Stated exercise >> Starting with the line that contains "Point to the brown tile" and going on through the last line of the records below, please give those lines as a numbered list, skipping any blank lines and leaving the pictures out.

Rows from a dataset
%%

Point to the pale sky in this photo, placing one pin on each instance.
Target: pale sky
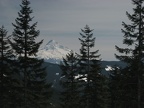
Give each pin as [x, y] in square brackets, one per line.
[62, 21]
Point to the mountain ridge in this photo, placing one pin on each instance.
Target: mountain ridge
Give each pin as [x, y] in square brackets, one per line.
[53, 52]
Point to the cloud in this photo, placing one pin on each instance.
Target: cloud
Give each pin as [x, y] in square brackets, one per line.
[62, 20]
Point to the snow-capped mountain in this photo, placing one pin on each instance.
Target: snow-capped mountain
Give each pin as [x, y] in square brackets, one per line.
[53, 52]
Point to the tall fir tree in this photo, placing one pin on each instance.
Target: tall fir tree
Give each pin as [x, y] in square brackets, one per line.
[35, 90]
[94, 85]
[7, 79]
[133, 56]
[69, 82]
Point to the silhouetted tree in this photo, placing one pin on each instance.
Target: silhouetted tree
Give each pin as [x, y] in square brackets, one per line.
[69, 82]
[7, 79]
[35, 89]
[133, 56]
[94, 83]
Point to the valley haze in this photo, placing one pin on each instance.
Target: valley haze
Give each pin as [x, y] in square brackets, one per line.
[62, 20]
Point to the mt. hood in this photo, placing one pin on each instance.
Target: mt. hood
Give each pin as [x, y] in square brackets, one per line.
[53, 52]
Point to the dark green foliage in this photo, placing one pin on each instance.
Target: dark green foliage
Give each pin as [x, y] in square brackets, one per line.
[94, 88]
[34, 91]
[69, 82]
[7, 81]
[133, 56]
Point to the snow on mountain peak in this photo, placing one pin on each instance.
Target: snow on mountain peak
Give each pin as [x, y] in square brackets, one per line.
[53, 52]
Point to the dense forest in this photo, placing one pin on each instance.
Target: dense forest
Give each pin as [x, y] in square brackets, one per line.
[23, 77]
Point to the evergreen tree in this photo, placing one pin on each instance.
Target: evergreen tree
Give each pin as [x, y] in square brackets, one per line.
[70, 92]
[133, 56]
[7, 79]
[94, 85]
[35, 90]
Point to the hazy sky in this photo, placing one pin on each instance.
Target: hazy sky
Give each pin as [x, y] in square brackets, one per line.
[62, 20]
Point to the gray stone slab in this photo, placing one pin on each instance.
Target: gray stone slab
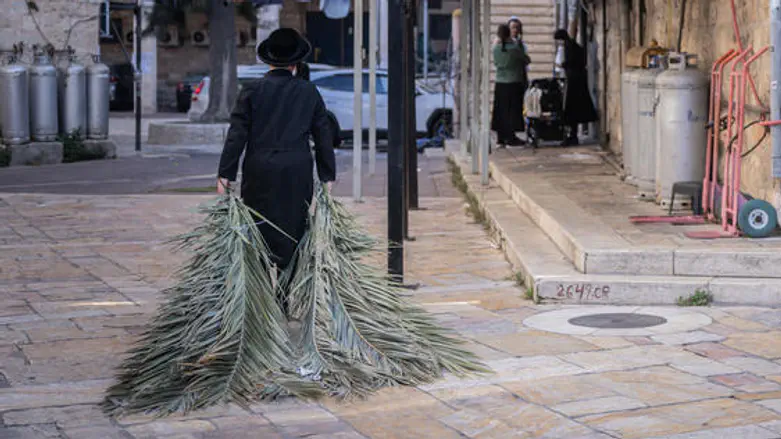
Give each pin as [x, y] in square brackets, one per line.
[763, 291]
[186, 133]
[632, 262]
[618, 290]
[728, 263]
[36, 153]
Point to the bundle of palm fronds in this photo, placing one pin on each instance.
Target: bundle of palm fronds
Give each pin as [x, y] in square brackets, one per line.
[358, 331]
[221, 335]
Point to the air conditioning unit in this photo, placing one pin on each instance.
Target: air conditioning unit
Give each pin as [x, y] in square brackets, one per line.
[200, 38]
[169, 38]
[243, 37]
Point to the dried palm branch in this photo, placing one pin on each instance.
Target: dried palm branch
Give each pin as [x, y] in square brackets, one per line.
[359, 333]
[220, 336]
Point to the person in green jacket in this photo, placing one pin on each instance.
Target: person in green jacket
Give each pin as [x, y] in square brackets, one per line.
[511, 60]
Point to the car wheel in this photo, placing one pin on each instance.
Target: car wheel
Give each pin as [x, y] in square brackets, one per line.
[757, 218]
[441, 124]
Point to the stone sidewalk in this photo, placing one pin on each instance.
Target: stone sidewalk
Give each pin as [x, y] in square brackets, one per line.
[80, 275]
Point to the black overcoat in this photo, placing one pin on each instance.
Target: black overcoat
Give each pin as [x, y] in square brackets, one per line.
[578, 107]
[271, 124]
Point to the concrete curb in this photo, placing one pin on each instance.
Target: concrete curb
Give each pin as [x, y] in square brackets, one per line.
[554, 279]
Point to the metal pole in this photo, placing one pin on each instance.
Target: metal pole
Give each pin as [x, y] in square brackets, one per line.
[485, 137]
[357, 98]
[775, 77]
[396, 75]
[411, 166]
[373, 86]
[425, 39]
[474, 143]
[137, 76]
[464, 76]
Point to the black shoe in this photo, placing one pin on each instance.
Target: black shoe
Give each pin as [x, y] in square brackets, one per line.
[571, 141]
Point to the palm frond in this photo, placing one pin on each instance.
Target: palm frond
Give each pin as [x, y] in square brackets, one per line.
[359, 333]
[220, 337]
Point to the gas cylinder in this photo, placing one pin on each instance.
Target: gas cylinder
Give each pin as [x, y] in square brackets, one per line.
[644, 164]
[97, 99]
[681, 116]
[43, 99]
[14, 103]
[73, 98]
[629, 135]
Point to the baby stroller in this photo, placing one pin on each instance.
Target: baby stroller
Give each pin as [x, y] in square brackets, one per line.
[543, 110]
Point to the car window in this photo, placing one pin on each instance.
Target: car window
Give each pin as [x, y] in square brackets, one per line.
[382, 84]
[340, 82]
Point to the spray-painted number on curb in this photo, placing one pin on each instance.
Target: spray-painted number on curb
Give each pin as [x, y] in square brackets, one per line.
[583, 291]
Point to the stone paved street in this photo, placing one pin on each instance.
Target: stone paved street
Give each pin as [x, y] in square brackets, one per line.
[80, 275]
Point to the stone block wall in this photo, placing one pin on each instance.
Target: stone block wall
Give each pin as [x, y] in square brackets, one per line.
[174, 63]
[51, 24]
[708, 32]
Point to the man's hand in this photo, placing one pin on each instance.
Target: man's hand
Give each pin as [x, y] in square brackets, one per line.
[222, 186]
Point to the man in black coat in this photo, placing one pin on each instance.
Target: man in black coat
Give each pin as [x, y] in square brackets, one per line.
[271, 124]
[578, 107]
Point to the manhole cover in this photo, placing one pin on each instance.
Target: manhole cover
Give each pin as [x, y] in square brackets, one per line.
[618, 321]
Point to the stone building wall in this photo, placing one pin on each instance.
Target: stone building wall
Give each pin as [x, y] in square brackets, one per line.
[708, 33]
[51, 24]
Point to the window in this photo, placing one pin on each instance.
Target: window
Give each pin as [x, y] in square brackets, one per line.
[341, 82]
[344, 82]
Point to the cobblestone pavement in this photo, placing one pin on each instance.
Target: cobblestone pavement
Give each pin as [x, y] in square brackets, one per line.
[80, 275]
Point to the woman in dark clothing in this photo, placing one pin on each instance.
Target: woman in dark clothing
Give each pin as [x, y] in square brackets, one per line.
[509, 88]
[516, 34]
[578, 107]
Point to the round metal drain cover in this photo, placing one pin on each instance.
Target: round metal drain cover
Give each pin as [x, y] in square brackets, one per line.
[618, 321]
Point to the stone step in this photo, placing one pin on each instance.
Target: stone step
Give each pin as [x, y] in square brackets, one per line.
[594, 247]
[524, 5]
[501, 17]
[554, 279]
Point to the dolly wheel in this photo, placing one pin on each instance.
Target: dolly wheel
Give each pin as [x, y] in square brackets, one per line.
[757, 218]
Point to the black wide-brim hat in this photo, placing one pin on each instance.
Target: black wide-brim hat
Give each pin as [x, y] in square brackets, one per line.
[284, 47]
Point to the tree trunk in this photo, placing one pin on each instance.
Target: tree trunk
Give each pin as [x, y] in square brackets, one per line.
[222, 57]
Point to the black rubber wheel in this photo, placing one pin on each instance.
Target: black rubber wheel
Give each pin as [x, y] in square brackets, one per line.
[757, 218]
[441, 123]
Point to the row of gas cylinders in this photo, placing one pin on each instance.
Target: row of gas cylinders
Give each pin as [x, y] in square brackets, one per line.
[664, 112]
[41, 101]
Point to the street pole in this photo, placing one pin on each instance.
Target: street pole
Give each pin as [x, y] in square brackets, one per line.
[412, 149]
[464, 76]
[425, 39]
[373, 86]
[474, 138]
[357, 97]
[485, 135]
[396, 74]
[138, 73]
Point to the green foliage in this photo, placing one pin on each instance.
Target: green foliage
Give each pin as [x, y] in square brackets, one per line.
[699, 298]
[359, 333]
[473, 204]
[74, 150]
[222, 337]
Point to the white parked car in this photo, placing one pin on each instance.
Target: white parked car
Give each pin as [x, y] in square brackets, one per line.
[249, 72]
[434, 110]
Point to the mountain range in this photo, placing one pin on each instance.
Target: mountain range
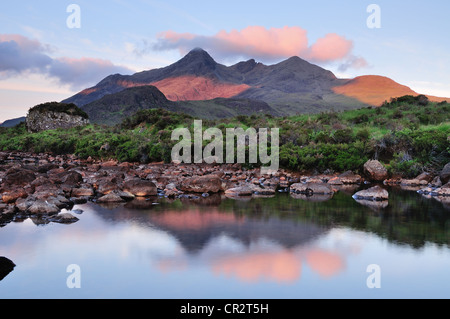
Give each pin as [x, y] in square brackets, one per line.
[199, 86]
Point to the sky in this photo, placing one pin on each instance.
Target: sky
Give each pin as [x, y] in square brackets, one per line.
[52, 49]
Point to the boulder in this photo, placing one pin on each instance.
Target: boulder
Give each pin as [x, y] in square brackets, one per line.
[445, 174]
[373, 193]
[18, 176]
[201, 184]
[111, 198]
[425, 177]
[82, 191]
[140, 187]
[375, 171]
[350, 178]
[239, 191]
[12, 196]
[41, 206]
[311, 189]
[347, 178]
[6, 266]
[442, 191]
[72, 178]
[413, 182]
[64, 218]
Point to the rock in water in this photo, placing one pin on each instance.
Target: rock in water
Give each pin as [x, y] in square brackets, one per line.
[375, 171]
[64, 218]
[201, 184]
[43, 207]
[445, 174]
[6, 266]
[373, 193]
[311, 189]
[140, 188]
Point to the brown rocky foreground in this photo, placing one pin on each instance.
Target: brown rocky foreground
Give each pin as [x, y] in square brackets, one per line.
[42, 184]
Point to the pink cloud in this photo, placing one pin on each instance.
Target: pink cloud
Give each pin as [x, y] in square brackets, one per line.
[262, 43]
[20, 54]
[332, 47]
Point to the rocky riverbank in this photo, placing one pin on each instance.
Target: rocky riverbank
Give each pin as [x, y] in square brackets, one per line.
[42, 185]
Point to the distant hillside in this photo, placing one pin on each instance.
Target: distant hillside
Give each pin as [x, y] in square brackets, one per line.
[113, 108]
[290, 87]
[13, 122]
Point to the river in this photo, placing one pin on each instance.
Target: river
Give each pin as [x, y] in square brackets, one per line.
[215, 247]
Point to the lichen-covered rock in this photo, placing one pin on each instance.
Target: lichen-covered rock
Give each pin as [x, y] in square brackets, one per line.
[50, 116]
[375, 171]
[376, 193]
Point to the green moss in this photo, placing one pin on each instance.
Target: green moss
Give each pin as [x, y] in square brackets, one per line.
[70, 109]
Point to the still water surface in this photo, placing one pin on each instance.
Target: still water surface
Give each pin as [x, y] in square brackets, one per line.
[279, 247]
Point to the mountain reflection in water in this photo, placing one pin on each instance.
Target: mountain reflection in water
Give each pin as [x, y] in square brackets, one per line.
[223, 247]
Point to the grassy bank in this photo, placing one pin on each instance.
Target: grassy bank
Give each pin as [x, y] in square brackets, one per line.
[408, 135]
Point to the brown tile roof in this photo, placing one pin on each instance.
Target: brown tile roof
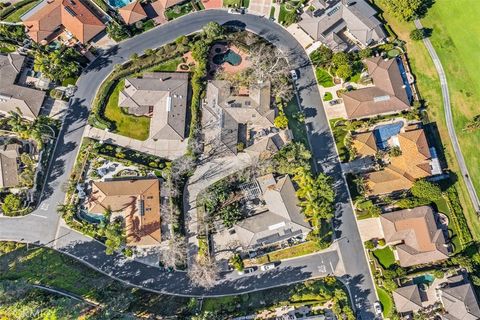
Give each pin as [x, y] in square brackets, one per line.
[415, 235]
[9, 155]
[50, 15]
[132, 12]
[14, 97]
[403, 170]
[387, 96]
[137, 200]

%%

Solved problem >>
1. Point to the brown tile roof in this photo, placing one pin on each instance.
2. Target: brown tile roof
3. Give each pin as [x, y] in square brackets, one per line.
4. [415, 235]
5. [9, 155]
6. [50, 15]
7. [132, 12]
8. [14, 97]
9. [403, 170]
10. [387, 96]
11. [137, 200]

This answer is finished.